**Brano fornito:**
Protezione stile di vita europeo: ma quell’identità non esiste

20 Set 2019 - Francesca Caruso - Francesca Caruso

“L’identità europea non esiste. E non esiste un patrimonio di cultura e di sangue immutabile, che possiedono tutti i cittadini europei per nascita. Si può discutere a lungo su che cosa sia ‘lo stile di vita europeo’, ma quello che è chiarissimo è il concetto chiave della funzione del nuovo commissario: proteggere gli europei contro chi viene da fuori”. Adriano Prosperi, professore emerito di storia moderna alla Normale di Pisa, è tra coloro che criticano duramente la creazione della delega ‘Protezione dello stile di vita europeo’ in seno alla nuova Commissione di Ursula von der Leyen. “Con questa decisione la retorica identitaria e la volontà di chiusura dei confini diventa addirittura un’istituzione”, ha spiegato Prosperi, autore di molti libri tra cui “Identità. L’altra faccia della storia”, edito da Editori Laterza.

Professore, la delega ‘Protezione dello stile di vita europeo’ ha un’eco della retorica identitaria?

**Dati forniti:**

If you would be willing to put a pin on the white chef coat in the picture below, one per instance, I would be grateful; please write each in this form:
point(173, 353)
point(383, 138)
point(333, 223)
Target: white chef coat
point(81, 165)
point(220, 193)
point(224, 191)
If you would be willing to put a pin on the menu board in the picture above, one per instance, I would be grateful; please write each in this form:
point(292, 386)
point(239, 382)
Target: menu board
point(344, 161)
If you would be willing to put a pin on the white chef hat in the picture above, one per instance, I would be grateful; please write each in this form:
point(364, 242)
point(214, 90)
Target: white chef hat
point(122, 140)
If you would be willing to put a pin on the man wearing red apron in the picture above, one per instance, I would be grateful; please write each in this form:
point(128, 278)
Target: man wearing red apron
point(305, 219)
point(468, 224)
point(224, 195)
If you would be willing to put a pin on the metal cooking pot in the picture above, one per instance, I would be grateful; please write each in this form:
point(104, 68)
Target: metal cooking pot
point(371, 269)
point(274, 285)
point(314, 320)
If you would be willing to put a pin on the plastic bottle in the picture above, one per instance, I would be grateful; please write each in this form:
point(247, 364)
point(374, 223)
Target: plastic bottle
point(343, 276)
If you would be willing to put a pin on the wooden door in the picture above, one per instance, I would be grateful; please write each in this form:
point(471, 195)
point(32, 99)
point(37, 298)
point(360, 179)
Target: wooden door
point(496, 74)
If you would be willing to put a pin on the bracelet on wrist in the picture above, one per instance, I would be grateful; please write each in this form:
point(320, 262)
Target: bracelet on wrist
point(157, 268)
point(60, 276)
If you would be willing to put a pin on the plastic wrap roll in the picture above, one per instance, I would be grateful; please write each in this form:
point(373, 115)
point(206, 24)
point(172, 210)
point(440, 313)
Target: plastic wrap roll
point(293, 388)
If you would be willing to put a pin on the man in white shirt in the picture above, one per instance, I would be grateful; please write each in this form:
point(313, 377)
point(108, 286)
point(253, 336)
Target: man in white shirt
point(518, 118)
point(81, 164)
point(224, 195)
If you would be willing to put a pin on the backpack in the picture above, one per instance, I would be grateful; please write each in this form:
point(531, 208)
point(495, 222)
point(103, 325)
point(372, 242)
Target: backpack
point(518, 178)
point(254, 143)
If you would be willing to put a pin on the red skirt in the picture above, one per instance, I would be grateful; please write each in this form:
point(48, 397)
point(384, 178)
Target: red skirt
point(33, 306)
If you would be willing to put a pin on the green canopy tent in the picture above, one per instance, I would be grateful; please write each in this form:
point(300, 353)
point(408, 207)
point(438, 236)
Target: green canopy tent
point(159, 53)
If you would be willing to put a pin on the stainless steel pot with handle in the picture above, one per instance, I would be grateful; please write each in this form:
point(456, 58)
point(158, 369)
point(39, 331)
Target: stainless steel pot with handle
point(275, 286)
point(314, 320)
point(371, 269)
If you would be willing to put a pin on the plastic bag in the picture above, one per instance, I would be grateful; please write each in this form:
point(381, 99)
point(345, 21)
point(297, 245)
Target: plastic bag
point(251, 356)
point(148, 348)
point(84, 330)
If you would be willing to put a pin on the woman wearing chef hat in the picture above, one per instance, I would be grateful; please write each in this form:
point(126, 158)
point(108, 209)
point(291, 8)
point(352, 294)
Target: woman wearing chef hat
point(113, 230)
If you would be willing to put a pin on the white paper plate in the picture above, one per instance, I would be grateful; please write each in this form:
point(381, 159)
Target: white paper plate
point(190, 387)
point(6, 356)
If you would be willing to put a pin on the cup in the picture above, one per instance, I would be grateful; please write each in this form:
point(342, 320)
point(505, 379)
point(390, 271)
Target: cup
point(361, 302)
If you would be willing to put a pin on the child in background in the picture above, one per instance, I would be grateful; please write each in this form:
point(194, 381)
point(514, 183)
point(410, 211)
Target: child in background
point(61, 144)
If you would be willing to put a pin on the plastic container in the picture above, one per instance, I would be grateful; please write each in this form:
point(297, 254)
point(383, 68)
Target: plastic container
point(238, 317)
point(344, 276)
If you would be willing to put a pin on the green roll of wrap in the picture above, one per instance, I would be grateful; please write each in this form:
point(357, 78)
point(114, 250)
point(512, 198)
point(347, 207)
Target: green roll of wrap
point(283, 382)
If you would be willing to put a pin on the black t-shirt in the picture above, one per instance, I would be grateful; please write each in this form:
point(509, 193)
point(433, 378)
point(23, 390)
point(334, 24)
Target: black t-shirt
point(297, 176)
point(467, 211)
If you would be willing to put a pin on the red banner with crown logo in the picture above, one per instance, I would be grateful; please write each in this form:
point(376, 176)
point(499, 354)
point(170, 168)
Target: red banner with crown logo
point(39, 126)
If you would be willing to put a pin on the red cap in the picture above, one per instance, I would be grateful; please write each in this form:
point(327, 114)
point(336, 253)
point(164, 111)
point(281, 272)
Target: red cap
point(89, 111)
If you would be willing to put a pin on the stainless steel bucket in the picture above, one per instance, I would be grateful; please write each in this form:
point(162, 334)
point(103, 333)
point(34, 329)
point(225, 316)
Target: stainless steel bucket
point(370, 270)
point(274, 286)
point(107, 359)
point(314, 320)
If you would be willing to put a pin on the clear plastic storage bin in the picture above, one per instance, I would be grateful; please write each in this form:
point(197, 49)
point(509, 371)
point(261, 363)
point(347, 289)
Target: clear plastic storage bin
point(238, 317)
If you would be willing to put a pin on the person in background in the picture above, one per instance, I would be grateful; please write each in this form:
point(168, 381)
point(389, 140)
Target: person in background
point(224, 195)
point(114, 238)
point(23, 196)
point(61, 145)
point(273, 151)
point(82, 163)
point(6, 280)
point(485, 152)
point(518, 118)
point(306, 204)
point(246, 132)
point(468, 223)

**Compiti da svolgere:**
#1 Elenca tutte le persone nominate nel brano sull'identità europea.
#2 Scrivi il seguito del brano sull'identità europea, a partire dall'ultima domanda rivolta al professore.
Le righe costituiscono un materiale a sé, separato dal brano.

**Risultati dell'esercizio:**
#1 Francesca Caruso, Adriano Prosperi, Ursula von der Leyen

#2
Prosperi – Sì e non vedo altra lettura possibile. Le prime reazioni, di plauso o di critica, sono state concordi nel cogliere immediatamente questo significato. Marine Le Pen ha definito la nuova istituzione una “vittoria ideologica” della sua parte. Jean-Claude Junker, nel lasciare la presidenza della Commissione, ha detto, in un’intervista al Guardian, di non amare l’idea che “lo stile di vita” europeo sia ostile all’arrivo di migranti proprio perché “accettare coloro che vengono da lontano fa parte dello stile di vita europeo”. Una simile dichiarazione, così diversa dallo stile solitamente conciliante di Junker e così poco consona a un passaggio di consegne a quel livello, dà la misura di quanto forte sia il salto di qualità che questa scelta della von der Leyen ha imposto al massimo livello del governo dell’Europa Unita. Con la decisione della nobile signora tedesca la retorica identitaria e la volontà di chiusura dei confini diventa addirittura un’istituzione.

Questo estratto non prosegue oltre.